What is needed | Please filter the listing below and copy each line that contains the word "metal". Matching is case-sensitive.

Records from a point annotation dataset:
* START *
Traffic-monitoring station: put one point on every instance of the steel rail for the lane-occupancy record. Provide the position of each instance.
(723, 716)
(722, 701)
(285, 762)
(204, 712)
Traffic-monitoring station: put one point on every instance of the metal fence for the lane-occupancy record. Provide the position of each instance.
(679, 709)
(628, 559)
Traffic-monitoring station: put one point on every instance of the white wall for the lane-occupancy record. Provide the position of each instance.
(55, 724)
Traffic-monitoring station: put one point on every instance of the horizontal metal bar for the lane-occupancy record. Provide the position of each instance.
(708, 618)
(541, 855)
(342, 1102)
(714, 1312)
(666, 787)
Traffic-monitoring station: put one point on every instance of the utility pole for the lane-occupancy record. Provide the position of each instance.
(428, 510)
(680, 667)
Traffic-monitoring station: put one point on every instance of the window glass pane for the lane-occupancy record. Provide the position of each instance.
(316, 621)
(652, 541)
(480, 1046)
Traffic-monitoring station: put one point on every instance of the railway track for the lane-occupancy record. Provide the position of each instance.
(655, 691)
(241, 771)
* END *
* START *
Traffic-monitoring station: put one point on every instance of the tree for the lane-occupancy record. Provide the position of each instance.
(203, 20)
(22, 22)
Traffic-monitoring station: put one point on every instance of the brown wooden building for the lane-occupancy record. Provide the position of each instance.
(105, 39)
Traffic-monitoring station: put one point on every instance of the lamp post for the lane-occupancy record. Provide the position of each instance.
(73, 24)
* END *
Solution |
Traffic-monitoring station: put one point on every instance of the metal fence for the lane-occupancy record. Provide the position of each instance.
Traffic-monitoring station: put one point on every instance of the horizontal metal bar for the lane-occupancy record. Provide the position of each instance.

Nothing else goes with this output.